Page excerpt
────────

While Prince attempts to raise nineteen issues on appeal, a review of the record reveals that a number of Prince's arguably relevant contentions were never raised in the bankruptcy court. It is well established in the Fifth Circuit that, in a bankruptcy appeal, a district court cannot consider issues that were not initially presented to the bankruptcy court. See Barron v. Countryman, 432 F.3d 590, 594 n.2 (5th Cir. 2005); Ginther v. Ginther Trusts (In re Ginther Trusts), 238 F.3d 686, 689 (5th Cir.), cert. denied, 534 U.S. 814 (2001); In re Fairchild Aircraft Corp., 6 F.3d 1119, 1128 (5th Cir. 1993); Gilchrist v. Westcott (Matter of Gilchrist), 891 F.2d 559, 561 (5th Cir. 1990). "Furthermore, the Court will not allow a party to raise an issue for the first time on appeal merely because a party believes that he might prevail if given the opportunity to try a case again on a different theory." Forbush v. J.C. Penney Co., 98 F.3d 817, 822 (5th Cir. 1996) (citing Citizens Nat'l Bank v. Taylor (In re Goff), 812 F.2d 931, 933 (5th Cir. 1987)); accord Chaney v. Dreyfus Serv. Corp., 595 F.3d 219, 240-41 (5th Cir. 2010). "To preserve an argument, it 'must be raised to such a degree that the trial court may rule on it.'" XL Specialty Ins. Co. v. Kiewit Offshore Servs., Ltd., 513 F.3d 146, 153 (5th Cir. 2008) (quoting In re Fairchild Aircraft Corp., 6 F.3d at 1128); see also Vogel v. Veneman, 276 F.3d 729, 733 (5th Cir. 2002). Moreover, "citing cases that may contain a useful argument is simply inadequate to preserve that argument for appeal; 'to be preserved, an argument must be pressed, and not merely intimated.'" In re Fairchild Aircraft Corp., 6 F.3d at 1128 (quoting Hays v. Sony Corp., 847 F.2d 412, 420 (7th Cir. 1988)). Regarding the playing of the video deposition and the Appellees' use of the adverse inferences drawn from Prince's invocation of the Fifth Amendment, Prince did not present these issues to the bankruptcy court. Therefore, he has waived appellate review of these issues. Nevertheless, the court will consider the merits of both issues in light of Prince's pro se status and his inability to attend the hearing in person.

B. Exemptions

When a petition in bankruptcy is filed and bankruptcy proceedings commence, all property in which the debtor has a legal or equitable interest becomes property of the bankruptcy estate. See 11 U.S.C. § 541; In re McLain, 516 F.3d 301, 312 (5th Cir. 2008); In re Orso, 283 F.3d 686, 691 (5th Cir. 2002). To protect the property from creditors, the debtor may then elect to exempt property from the bankruptcy estate under applicable state or federal law. In re Camp, 631 F.3d 757, 759-60 (5th Cir. 2011). "Under Federal Rule of Bankruptcy Procedure 4003, a party in interest who disputes an exemption claimed by the debtor must file an objection no later than 30 days after the meeting of creditors." In re Peres, 530 F.3d 375, 377 (5th Cir. 2008); see FED. R. BANKR. P. 4003.

────────

Directive 1
List every line of the listing below that contains the word "armored", treating case as significant.

────────

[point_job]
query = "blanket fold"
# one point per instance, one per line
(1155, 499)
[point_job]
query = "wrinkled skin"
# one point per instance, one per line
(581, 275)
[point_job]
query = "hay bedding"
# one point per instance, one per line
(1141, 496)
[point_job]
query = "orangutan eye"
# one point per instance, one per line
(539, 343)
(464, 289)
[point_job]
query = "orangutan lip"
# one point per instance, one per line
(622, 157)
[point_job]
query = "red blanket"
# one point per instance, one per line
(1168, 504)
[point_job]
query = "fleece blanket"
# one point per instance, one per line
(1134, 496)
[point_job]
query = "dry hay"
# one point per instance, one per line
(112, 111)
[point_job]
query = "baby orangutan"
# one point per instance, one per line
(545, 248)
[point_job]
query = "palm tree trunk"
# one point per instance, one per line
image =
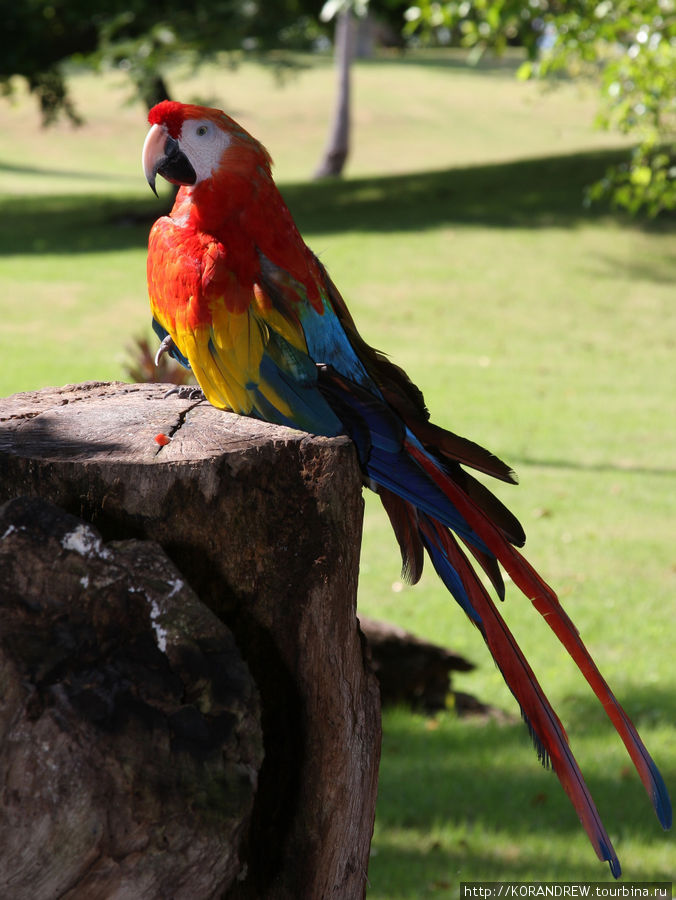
(338, 145)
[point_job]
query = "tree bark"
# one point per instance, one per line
(338, 145)
(131, 739)
(264, 523)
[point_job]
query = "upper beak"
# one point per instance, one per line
(162, 154)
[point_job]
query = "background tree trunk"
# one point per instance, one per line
(264, 523)
(338, 145)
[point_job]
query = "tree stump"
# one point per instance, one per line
(131, 739)
(264, 524)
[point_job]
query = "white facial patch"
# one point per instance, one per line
(204, 144)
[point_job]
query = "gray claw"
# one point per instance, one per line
(186, 392)
(166, 346)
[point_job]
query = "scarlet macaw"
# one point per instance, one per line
(238, 297)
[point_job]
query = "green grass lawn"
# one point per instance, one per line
(534, 326)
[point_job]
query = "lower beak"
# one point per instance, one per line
(162, 155)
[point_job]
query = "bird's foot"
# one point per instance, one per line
(166, 346)
(186, 392)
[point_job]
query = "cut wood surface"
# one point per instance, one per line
(264, 524)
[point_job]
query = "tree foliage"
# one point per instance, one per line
(628, 47)
(141, 36)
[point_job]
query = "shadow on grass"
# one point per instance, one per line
(533, 193)
(469, 798)
(519, 461)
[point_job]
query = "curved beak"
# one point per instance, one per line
(162, 155)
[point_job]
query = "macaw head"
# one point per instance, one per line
(189, 145)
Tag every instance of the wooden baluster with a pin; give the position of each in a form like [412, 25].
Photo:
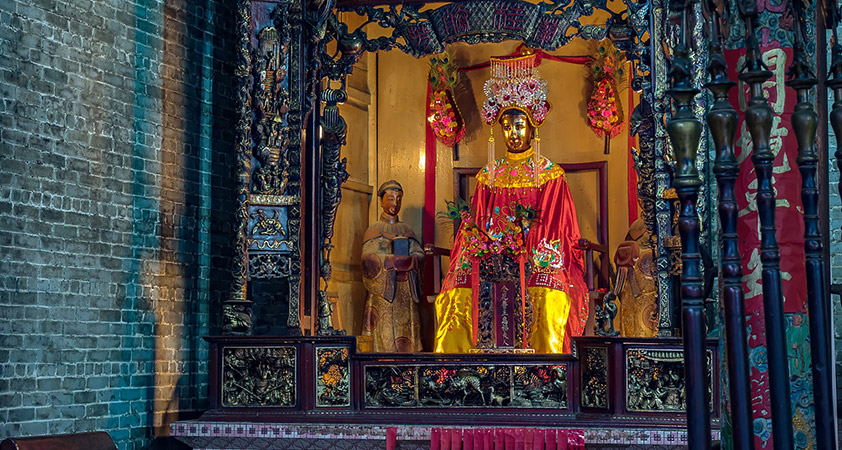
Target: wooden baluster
[758, 116]
[832, 15]
[685, 131]
[804, 124]
[722, 121]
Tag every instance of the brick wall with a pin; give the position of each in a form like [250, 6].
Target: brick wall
[115, 200]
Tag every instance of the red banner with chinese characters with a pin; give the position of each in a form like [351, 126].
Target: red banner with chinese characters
[788, 210]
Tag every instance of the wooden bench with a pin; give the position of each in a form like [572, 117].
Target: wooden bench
[98, 440]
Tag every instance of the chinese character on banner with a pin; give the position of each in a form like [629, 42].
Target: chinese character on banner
[788, 209]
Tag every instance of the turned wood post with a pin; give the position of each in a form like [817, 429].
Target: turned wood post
[758, 116]
[722, 121]
[804, 124]
[685, 131]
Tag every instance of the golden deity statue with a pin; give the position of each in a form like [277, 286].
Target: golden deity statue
[515, 279]
[391, 261]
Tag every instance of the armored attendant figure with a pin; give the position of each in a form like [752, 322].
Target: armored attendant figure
[391, 260]
[516, 274]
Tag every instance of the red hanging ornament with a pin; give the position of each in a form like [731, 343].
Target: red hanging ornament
[606, 71]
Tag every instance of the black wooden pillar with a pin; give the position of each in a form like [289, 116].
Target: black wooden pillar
[722, 121]
[758, 116]
[804, 124]
[685, 131]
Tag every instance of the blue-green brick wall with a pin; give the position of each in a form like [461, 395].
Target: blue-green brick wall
[115, 211]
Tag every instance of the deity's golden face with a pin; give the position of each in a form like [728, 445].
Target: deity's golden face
[391, 202]
[517, 131]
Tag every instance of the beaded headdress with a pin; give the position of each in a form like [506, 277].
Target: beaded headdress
[515, 84]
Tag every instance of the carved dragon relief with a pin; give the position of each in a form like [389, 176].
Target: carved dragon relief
[268, 157]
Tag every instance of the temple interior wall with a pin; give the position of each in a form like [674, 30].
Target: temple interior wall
[390, 130]
[116, 171]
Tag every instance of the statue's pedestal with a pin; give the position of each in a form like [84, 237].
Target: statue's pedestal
[265, 385]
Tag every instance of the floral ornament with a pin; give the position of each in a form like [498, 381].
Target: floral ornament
[444, 116]
[502, 233]
[515, 84]
[547, 255]
[605, 112]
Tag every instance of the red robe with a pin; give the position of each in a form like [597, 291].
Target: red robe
[556, 285]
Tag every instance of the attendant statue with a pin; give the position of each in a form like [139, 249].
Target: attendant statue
[637, 284]
[515, 279]
[391, 260]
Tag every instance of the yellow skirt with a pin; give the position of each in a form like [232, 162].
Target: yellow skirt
[453, 314]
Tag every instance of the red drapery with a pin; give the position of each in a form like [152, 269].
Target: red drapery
[506, 439]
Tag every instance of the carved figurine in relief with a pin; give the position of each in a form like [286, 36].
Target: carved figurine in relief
[521, 222]
[271, 99]
[391, 261]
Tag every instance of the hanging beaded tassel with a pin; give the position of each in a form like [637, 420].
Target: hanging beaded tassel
[492, 164]
[536, 159]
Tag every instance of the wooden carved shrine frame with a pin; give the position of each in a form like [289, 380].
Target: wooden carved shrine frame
[289, 152]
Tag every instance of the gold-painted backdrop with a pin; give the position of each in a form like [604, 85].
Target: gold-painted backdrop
[386, 120]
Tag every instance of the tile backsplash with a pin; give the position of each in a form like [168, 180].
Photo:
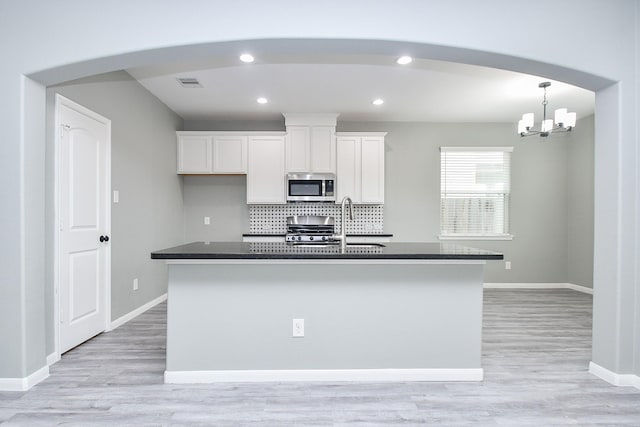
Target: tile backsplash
[272, 219]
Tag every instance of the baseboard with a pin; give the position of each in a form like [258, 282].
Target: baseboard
[572, 286]
[137, 312]
[52, 358]
[24, 384]
[622, 380]
[333, 375]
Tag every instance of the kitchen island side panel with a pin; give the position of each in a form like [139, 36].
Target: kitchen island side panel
[357, 316]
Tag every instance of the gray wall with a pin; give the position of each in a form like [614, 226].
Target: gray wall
[223, 198]
[580, 199]
[551, 206]
[143, 161]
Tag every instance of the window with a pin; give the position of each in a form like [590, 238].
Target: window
[475, 186]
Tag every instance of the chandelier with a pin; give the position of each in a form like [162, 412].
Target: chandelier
[563, 121]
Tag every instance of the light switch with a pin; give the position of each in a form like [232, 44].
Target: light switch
[298, 328]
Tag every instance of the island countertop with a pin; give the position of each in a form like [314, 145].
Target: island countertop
[284, 251]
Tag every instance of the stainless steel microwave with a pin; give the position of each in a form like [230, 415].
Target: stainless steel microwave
[311, 187]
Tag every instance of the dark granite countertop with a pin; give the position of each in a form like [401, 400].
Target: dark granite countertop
[265, 250]
[348, 235]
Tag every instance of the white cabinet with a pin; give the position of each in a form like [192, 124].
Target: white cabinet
[230, 154]
[298, 149]
[323, 149]
[360, 167]
[311, 142]
[212, 153]
[266, 170]
[311, 149]
[194, 154]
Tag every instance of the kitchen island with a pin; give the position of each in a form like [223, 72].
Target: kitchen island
[391, 312]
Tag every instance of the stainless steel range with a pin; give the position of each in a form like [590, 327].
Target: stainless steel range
[310, 229]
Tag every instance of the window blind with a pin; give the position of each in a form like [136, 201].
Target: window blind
[475, 187]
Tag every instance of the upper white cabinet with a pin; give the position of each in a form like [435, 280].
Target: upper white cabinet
[266, 170]
[230, 154]
[212, 153]
[360, 167]
[298, 149]
[194, 154]
[311, 143]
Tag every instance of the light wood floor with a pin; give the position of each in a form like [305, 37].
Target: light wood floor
[536, 352]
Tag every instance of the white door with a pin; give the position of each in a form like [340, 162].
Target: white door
[84, 222]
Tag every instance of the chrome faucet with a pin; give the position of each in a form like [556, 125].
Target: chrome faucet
[343, 235]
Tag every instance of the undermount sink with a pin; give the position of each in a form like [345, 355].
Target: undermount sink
[334, 245]
[365, 245]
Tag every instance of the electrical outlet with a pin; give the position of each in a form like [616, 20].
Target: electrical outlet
[298, 328]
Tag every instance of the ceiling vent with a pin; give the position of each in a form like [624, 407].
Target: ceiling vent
[189, 82]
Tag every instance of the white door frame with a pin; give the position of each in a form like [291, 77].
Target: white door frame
[60, 101]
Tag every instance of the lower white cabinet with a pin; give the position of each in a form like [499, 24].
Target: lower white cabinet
[360, 167]
[266, 170]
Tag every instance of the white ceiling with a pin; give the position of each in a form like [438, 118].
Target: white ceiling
[425, 90]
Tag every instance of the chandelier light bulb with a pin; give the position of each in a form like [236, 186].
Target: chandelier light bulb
[561, 116]
[247, 58]
[563, 120]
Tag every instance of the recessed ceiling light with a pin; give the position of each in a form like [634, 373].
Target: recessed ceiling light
[246, 57]
[189, 82]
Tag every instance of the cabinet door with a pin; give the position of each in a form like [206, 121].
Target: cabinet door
[265, 170]
[194, 154]
[372, 172]
[298, 149]
[323, 149]
[230, 154]
[348, 169]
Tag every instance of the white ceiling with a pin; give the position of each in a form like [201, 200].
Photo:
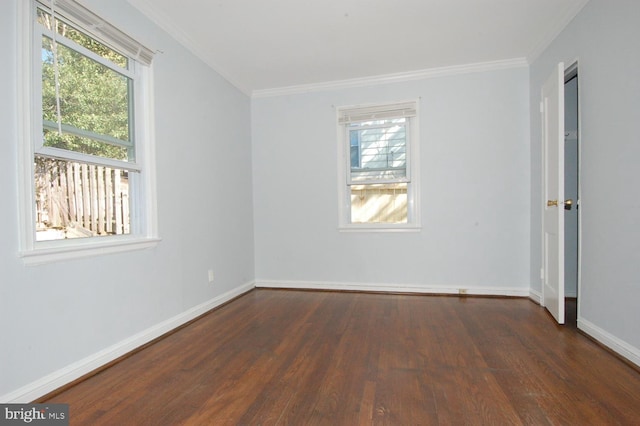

────────

Directive 2
According to the bankruptcy appeal excerpt above, by when must a party in interest who disputes a debtor's claimed exemption file an objection under Federal Rule of Bankruptcy Procedure 4003?

Full solution 1
Tag every instance of the armored attendant figure with a pin; give the position of each in a form like [752, 322].
Target: armored attendant figure

Full solution 2
No later than 30 days after the meeting of creditors.